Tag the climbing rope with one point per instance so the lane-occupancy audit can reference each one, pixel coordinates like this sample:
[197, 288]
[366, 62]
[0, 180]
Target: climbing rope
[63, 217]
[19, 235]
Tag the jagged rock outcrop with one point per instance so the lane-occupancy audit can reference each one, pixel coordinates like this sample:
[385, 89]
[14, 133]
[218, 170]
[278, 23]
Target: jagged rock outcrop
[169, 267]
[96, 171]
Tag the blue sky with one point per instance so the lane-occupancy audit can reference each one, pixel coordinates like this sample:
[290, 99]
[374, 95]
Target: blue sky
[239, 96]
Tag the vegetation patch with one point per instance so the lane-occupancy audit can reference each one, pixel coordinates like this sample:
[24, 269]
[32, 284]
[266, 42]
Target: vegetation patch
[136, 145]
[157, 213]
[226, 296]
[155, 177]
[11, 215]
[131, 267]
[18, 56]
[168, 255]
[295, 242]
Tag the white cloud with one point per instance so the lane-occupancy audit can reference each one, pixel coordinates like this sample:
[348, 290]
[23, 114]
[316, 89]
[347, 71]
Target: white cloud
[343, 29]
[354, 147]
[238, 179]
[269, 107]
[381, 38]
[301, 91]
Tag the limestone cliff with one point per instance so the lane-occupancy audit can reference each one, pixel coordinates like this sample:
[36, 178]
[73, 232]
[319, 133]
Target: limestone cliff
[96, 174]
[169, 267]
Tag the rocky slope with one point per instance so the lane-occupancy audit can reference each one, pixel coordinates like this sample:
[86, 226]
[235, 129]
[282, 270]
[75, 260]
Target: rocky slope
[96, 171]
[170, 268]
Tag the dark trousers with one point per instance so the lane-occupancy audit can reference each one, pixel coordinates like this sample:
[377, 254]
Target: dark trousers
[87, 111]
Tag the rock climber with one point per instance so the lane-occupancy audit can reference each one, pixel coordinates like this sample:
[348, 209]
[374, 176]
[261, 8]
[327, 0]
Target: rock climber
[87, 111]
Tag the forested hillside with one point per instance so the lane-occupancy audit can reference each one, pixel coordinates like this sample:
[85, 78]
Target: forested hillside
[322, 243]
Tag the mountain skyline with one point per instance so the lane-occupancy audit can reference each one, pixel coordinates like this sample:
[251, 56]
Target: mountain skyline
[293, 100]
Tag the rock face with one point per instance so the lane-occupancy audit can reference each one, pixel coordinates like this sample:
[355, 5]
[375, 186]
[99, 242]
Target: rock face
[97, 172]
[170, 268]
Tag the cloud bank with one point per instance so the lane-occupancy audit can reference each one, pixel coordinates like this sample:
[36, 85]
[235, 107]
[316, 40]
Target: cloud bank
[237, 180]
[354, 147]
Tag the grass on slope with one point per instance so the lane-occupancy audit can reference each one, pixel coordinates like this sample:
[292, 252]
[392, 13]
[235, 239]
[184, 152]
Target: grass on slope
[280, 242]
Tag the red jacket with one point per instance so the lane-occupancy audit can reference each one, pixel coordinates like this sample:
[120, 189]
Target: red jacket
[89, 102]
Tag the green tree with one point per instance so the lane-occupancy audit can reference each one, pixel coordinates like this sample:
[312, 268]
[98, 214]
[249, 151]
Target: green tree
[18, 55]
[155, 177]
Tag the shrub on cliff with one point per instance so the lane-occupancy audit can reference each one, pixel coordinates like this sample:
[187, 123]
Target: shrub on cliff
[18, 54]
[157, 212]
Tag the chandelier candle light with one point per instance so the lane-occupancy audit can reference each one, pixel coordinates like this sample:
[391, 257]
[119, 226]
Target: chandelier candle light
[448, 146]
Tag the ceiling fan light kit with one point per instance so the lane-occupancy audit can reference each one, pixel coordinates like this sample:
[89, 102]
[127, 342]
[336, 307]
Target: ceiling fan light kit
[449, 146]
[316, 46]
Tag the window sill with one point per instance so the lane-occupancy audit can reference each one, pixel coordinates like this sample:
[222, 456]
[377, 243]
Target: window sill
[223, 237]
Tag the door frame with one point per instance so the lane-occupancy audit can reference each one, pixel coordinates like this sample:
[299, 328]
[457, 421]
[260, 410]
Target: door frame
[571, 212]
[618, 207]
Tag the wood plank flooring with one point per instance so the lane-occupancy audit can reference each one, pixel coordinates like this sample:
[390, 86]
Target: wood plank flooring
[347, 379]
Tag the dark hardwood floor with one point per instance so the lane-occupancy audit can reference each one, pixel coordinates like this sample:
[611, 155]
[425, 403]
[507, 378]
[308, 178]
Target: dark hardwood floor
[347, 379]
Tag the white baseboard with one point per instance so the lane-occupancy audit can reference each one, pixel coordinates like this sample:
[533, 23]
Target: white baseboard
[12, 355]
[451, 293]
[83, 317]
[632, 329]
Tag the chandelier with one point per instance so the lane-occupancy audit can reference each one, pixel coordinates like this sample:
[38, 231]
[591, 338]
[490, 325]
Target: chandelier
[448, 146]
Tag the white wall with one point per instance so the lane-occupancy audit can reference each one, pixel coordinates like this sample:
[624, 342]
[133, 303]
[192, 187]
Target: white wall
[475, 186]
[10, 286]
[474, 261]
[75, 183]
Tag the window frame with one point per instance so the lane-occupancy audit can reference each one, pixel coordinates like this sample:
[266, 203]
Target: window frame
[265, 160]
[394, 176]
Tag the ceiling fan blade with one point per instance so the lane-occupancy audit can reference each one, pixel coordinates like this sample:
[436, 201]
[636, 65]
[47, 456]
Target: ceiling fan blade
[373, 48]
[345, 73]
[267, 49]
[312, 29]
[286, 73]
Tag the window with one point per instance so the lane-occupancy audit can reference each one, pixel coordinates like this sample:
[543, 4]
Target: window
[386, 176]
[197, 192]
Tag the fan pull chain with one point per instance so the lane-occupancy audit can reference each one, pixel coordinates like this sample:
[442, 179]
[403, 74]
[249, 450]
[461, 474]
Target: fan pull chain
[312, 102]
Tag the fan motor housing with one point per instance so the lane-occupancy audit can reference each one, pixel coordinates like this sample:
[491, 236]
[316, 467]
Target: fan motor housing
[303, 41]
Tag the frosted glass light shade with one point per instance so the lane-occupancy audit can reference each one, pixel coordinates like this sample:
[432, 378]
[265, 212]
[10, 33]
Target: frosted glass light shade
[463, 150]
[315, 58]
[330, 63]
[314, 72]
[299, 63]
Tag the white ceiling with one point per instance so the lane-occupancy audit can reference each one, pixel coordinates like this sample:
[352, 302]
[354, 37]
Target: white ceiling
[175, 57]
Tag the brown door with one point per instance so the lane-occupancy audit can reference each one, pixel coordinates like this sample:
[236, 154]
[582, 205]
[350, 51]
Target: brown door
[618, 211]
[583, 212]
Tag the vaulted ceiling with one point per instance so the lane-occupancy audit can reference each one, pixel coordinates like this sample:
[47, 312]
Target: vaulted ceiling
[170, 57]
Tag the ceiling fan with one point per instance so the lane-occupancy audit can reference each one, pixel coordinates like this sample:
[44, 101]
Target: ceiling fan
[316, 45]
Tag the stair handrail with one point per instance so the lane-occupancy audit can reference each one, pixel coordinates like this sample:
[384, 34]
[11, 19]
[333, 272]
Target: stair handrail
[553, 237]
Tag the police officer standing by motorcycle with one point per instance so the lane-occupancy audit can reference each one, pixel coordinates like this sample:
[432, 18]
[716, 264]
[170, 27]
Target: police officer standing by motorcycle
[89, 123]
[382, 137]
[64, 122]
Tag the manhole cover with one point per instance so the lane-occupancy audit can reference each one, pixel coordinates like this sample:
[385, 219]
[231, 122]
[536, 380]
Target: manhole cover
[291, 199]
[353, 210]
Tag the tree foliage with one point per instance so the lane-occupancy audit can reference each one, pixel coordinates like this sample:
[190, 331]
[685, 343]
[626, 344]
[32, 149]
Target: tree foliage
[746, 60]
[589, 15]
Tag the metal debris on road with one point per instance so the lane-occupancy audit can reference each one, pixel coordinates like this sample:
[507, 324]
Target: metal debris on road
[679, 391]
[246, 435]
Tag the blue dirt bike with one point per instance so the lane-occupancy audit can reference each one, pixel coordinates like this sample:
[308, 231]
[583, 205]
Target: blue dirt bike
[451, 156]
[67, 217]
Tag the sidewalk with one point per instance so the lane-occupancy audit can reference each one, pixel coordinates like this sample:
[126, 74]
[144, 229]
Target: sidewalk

======

#### Instructions to follow
Reproduce only the lines running from the one that contains "Tag the manhole" to the last line of the records.

#### Written solution
Tag the manhole cover with one point per instance so the lane-occupancy audit can reference each one, pixel coordinates like this sample:
[385, 219]
[231, 122]
[536, 380]
Target: manhole cover
[291, 199]
[353, 210]
Tag the tree foliage with one point per instance so the lane-occupancy audit can reference each one, pixel coordinates like this sample:
[190, 331]
[685, 343]
[626, 344]
[32, 149]
Target: tree foliage
[746, 60]
[589, 15]
Tag the metal debris on road with one point per instance so the lane-occupancy audit can reference each one, pixel coordinates like this sample:
[507, 324]
Target: metal debris on road
[679, 391]
[246, 435]
Tag the blue dirt bike with one point per instance so the lane-occupancy audit can reference each one, pixel coordinates like this sample:
[308, 231]
[583, 205]
Target: blue dirt bike
[451, 156]
[67, 217]
Tag the sidewalk with one point per instance so the lane-occupancy audit can reference each one, pixel coordinates like this sample:
[126, 74]
[144, 229]
Target: sidewalk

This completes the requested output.